## Written exercise 1
Which sectors does the climate-risk speech excerpt say the 1999/2000 La Nina-related drought also hit?

Managing climate risk is managing economic risk - Climate-Proofing
Urgent action is certainly needed to climate-proof vulnerable communities and economies and to assist in adapt ting key productive sectors.
Multi million dollar infrastructure investment decisions are being made right now on roads to reservoirs based
However these are largely based on historical rather than future climatic patterns- some of may already be being constructed in the wrong place or be the less than perfect option in a climate-constrained world.
The 2007 reports and forecasts of the Intergovernmental Panel on Climate Change, established by UNEP and the World Meteorological Organization, are not only being rapidly over taken by the latest science.
The scientific models tend to be global and regional rather than user-friendly at the level of national decision-making.
I have made it a key focus of UNEP's early warning and assessment work to boil down the climate science to a country-level.
This is assistance that environment ministers in Africa have asked for as key to improved investment choices that reflect the future rather than the certainties of the past.
So that a road with an anticipated life span of 20-30-40 years is not simply washed away in 15 years.
So that a decision to build a reservoir does not lead to a costly white elephant because the rainfalls and river flows of the next few decades are far less than the ones upon which the project was predicated.
Certainly adaptive measures can be taken which support not only climate-proofing economies but the development agenda and the MDGs.
I was delighted to Dr Baglis Osman of the Sudan as one of your speakers.
She is not only a UNEP Champion of the Earth award winner but a researcher at the centre of testing adaptive strategies in her native Sudan that have improved livelihoods and food security..
This was as part of a $9 million UNEP/ Global Environment Facility project- Assessment of Impacts and Adaptation to Climate Change or AIACC-in which 350 scientists carried out 24 case studies eleven of which were in Africa.
The time has come to make a real and serious transformative step forward here.
UNEP is assisting to spearhead with partners a Global Adaptation Network with a key focus on Africa.
Support for this, along with serious funding for an adaptation fund that must be taken forward at the crucial UN climate convention meeting in Copenhagen in December, will be a litmus of the international communities determination to assist Africa.
Part of the response must be improved weather forecasting, and acting on that forecasting - investments are urgently needed here and Africa's finance ministers have a key stake in seeing this happen.
A recent study by the UK overseas development arm, DIFID, found that a country like Kenya on average experiences a flood costing about 5.5 per cent of GDP every seven years.
And a drought costing eight per cent of GDP every five years.
These do not just impact agriculture and livestock.
The 1999/2000 La Nina-related drought also hit the hydro-electric power generation, tourism and forestry sectors to name but a few with total costs estimated by the World Bank to have been around USD 3.2 billion.
So honourable ministers,
climate risk is an economic risk and minimizing that risk needs to be at the centre of Africa and the international community's strategies.
Climate Change as an Opportunity - Access to Energy, A Green Economy?
But as I alluded to in my opening remarks, I would like to focus as much on the opportunities as the challenges.

## Data shown

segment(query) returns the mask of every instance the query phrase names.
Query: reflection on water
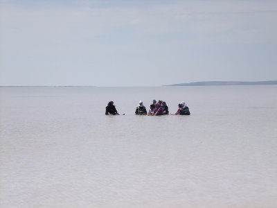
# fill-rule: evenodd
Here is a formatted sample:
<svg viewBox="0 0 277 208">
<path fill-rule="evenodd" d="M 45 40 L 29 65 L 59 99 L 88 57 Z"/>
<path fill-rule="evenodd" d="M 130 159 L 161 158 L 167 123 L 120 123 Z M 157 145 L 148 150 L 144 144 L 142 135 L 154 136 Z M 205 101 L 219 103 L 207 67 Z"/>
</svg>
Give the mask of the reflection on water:
<svg viewBox="0 0 277 208">
<path fill-rule="evenodd" d="M 276 92 L 1 87 L 1 207 L 273 207 Z M 153 99 L 192 114 L 134 115 Z M 105 116 L 110 100 L 126 115 Z"/>
</svg>

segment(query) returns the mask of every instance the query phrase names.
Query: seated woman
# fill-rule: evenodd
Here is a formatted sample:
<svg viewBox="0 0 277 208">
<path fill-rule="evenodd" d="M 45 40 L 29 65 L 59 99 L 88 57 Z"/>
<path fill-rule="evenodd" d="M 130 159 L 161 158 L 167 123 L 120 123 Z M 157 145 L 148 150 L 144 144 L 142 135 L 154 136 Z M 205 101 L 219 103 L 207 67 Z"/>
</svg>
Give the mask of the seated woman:
<svg viewBox="0 0 277 208">
<path fill-rule="evenodd" d="M 109 101 L 106 107 L 106 115 L 119 115 L 116 109 L 116 106 L 114 105 L 113 101 Z"/>
<path fill-rule="evenodd" d="M 155 105 L 155 110 L 154 111 L 153 116 L 161 116 L 163 115 L 163 109 L 161 105 L 158 103 Z"/>
<path fill-rule="evenodd" d="M 168 107 L 166 105 L 166 103 L 165 101 L 163 101 L 163 103 L 161 103 L 161 107 L 163 107 L 163 114 L 164 115 L 168 115 Z"/>
<path fill-rule="evenodd" d="M 136 115 L 146 115 L 146 107 L 143 105 L 143 101 L 139 101 L 138 105 L 136 108 Z"/>
<path fill-rule="evenodd" d="M 177 112 L 172 115 L 190 115 L 190 110 L 185 102 L 178 104 L 178 107 Z"/>
<path fill-rule="evenodd" d="M 150 105 L 150 110 L 149 110 L 148 112 L 148 116 L 153 116 L 154 115 L 154 112 L 155 111 L 155 105 L 157 103 L 156 100 L 153 100 L 153 103 Z"/>
</svg>

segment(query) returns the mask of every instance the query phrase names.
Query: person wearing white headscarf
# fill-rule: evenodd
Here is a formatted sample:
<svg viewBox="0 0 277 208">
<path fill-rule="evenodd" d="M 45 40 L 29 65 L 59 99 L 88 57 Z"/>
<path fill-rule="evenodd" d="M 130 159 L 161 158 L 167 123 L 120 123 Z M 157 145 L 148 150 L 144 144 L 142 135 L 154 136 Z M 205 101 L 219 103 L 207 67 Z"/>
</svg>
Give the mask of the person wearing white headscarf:
<svg viewBox="0 0 277 208">
<path fill-rule="evenodd" d="M 190 110 L 185 101 L 179 103 L 178 107 L 177 112 L 172 115 L 190 115 Z"/>
</svg>

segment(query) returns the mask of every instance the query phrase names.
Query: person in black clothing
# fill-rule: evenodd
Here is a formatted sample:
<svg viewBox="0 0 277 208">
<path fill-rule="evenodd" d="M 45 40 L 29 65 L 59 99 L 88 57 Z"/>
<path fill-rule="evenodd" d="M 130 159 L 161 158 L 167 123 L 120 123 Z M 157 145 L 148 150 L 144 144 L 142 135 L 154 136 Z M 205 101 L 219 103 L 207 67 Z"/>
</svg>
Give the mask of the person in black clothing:
<svg viewBox="0 0 277 208">
<path fill-rule="evenodd" d="M 136 108 L 135 114 L 136 115 L 146 115 L 147 111 L 145 106 L 143 105 L 143 101 L 139 101 L 138 105 Z"/>
<path fill-rule="evenodd" d="M 116 109 L 116 106 L 114 105 L 113 101 L 109 101 L 107 106 L 106 107 L 106 115 L 119 115 Z"/>
<path fill-rule="evenodd" d="M 164 115 L 168 115 L 168 107 L 166 105 L 166 103 L 165 101 L 163 101 L 163 103 L 161 103 L 161 107 L 163 107 L 163 114 Z"/>
</svg>

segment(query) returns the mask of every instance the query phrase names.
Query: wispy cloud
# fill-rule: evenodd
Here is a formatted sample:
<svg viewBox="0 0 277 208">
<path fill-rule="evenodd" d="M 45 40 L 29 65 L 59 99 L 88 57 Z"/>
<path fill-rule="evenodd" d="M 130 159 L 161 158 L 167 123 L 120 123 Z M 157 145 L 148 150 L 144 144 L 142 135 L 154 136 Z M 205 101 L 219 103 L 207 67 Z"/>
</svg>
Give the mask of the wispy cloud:
<svg viewBox="0 0 277 208">
<path fill-rule="evenodd" d="M 17 55 L 68 58 L 89 53 L 112 59 L 124 53 L 123 57 L 128 53 L 132 60 L 138 54 L 160 54 L 164 49 L 181 51 L 204 45 L 277 43 L 276 1 L 2 0 L 0 3 L 0 51 L 5 66 L 11 65 L 8 58 Z"/>
</svg>

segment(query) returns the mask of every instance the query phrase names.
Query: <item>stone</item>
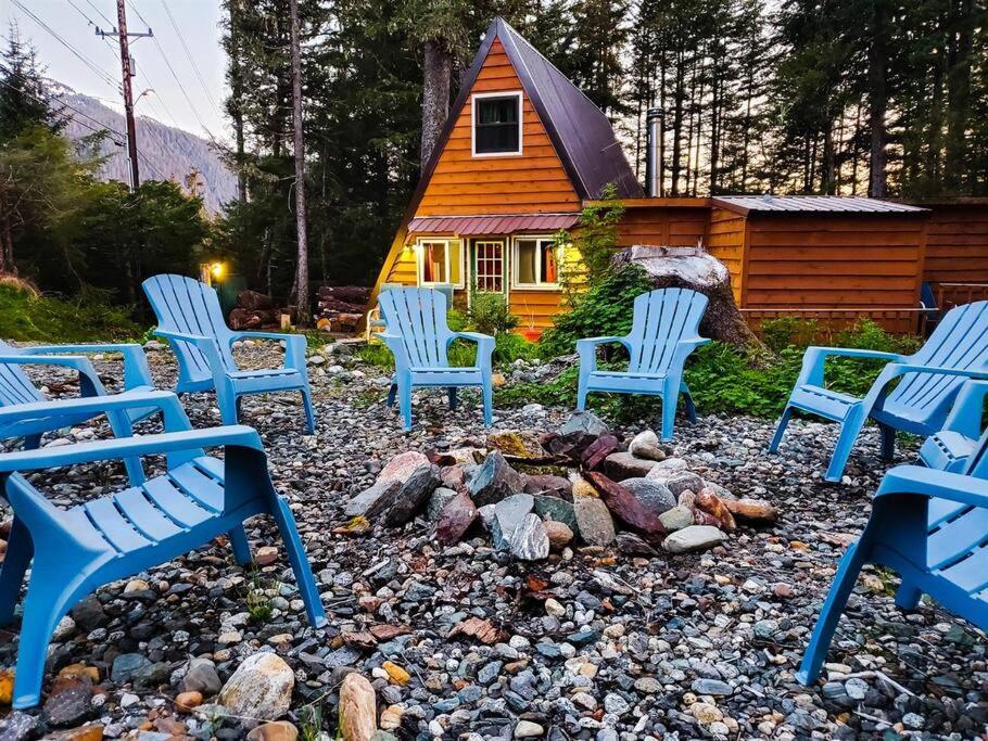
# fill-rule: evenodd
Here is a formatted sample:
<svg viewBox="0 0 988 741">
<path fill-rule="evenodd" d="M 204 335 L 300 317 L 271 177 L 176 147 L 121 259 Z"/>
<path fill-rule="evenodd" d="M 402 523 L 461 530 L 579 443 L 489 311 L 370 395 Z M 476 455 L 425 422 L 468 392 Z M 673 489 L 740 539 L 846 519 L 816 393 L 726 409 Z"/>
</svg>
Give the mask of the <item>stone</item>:
<svg viewBox="0 0 988 741">
<path fill-rule="evenodd" d="M 597 497 L 573 497 L 580 537 L 591 546 L 607 546 L 615 539 L 615 521 Z"/>
<path fill-rule="evenodd" d="M 426 519 L 431 523 L 439 522 L 439 518 L 446 504 L 456 498 L 454 489 L 440 486 L 429 495 L 429 503 L 426 504 Z"/>
<path fill-rule="evenodd" d="M 675 496 L 660 482 L 649 478 L 625 478 L 621 486 L 631 491 L 647 512 L 656 516 L 675 507 Z"/>
<path fill-rule="evenodd" d="M 512 494 L 494 506 L 492 533 L 495 548 L 507 548 L 524 516 L 532 511 L 534 500 L 531 494 Z"/>
<path fill-rule="evenodd" d="M 543 520 L 561 522 L 571 531 L 577 528 L 577 513 L 573 504 L 565 499 L 532 495 L 532 511 Z"/>
<path fill-rule="evenodd" d="M 343 741 L 370 741 L 378 728 L 377 697 L 367 677 L 351 672 L 340 687 L 339 737 Z"/>
<path fill-rule="evenodd" d="M 295 675 L 275 653 L 255 653 L 243 660 L 219 692 L 219 704 L 231 715 L 274 720 L 288 713 Z"/>
<path fill-rule="evenodd" d="M 684 527 L 689 527 L 694 524 L 695 519 L 693 516 L 693 510 L 688 507 L 682 507 L 676 504 L 675 507 L 662 512 L 659 515 L 659 521 L 662 523 L 662 526 L 670 533 L 675 531 L 681 531 Z"/>
<path fill-rule="evenodd" d="M 608 456 L 617 452 L 620 446 L 621 443 L 613 435 L 600 435 L 583 449 L 580 455 L 580 462 L 584 469 L 593 471 L 599 468 Z"/>
<path fill-rule="evenodd" d="M 645 542 L 641 537 L 634 533 L 629 533 L 623 531 L 618 533 L 615 541 L 618 546 L 618 550 L 628 555 L 658 555 L 659 552 Z"/>
<path fill-rule="evenodd" d="M 600 493 L 607 509 L 620 522 L 649 536 L 666 533 L 666 527 L 658 516 L 647 511 L 631 491 L 597 471 L 591 471 L 586 475 L 594 488 Z"/>
<path fill-rule="evenodd" d="M 570 418 L 559 427 L 559 434 L 562 436 L 581 433 L 599 437 L 610 433 L 608 427 L 599 417 L 592 411 L 574 411 Z"/>
<path fill-rule="evenodd" d="M 208 659 L 191 659 L 178 688 L 182 692 L 202 692 L 203 697 L 208 698 L 223 689 L 223 682 L 213 662 Z"/>
<path fill-rule="evenodd" d="M 288 720 L 263 723 L 246 734 L 246 741 L 295 741 L 299 729 Z"/>
<path fill-rule="evenodd" d="M 477 519 L 477 507 L 466 491 L 457 494 L 443 508 L 435 523 L 435 538 L 443 545 L 458 542 Z"/>
<path fill-rule="evenodd" d="M 733 533 L 737 529 L 737 525 L 734 523 L 734 515 L 731 514 L 724 502 L 711 489 L 702 488 L 697 491 L 695 501 L 699 509 L 717 521 L 717 526 L 722 531 Z"/>
<path fill-rule="evenodd" d="M 508 547 L 511 555 L 521 561 L 541 561 L 548 558 L 549 538 L 537 514 L 524 515 L 524 519 L 511 533 Z"/>
<path fill-rule="evenodd" d="M 416 469 L 429 465 L 429 459 L 417 450 L 398 453 L 378 474 L 378 481 L 396 481 L 404 484 L 415 473 Z"/>
<path fill-rule="evenodd" d="M 519 720 L 515 726 L 516 739 L 531 739 L 545 733 L 545 729 L 532 720 Z"/>
<path fill-rule="evenodd" d="M 635 458 L 630 452 L 612 452 L 604 461 L 603 470 L 615 481 L 644 478 L 656 467 L 656 461 Z"/>
<path fill-rule="evenodd" d="M 667 537 L 662 548 L 670 553 L 707 550 L 721 545 L 726 537 L 722 531 L 710 525 L 689 525 Z"/>
<path fill-rule="evenodd" d="M 573 485 L 569 478 L 555 476 L 550 473 L 534 473 L 525 476 L 523 491 L 531 495 L 565 499 L 566 501 L 573 500 Z"/>
<path fill-rule="evenodd" d="M 477 507 L 496 504 L 505 497 L 521 491 L 523 487 L 521 474 L 508 464 L 499 450 L 487 455 L 468 484 L 470 497 Z"/>
<path fill-rule="evenodd" d="M 487 447 L 521 460 L 541 460 L 548 455 L 534 433 L 520 430 L 487 433 Z"/>
<path fill-rule="evenodd" d="M 562 550 L 573 540 L 572 528 L 563 522 L 546 520 L 542 523 L 546 537 L 549 539 L 549 549 Z"/>
<path fill-rule="evenodd" d="M 628 446 L 628 452 L 644 460 L 666 460 L 666 451 L 659 447 L 659 436 L 654 430 L 644 430 L 635 435 Z"/>
<path fill-rule="evenodd" d="M 384 527 L 401 527 L 410 521 L 441 483 L 438 465 L 427 463 L 417 468 L 402 484 L 394 500 L 385 504 L 387 511 L 381 516 L 381 524 Z M 378 502 L 380 501 L 379 499 Z"/>
<path fill-rule="evenodd" d="M 175 707 L 183 713 L 189 713 L 193 707 L 202 704 L 202 692 L 190 690 L 189 692 L 179 692 L 175 695 Z"/>
<path fill-rule="evenodd" d="M 397 480 L 384 480 L 375 482 L 369 489 L 364 489 L 346 502 L 343 508 L 343 514 L 347 518 L 359 518 L 367 514 L 367 510 L 373 507 L 373 503 L 381 497 L 393 496 L 402 487 L 402 482 Z"/>
<path fill-rule="evenodd" d="M 722 499 L 724 507 L 736 520 L 753 525 L 772 524 L 778 520 L 778 510 L 762 499 Z"/>
</svg>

## Written exercise 2
How many lines of the listing above contain the word "water"? Case counts. Give only the number.

## Worked solution 1
hydro-electric power generation, tourism, forestry

## Worked solution 2
2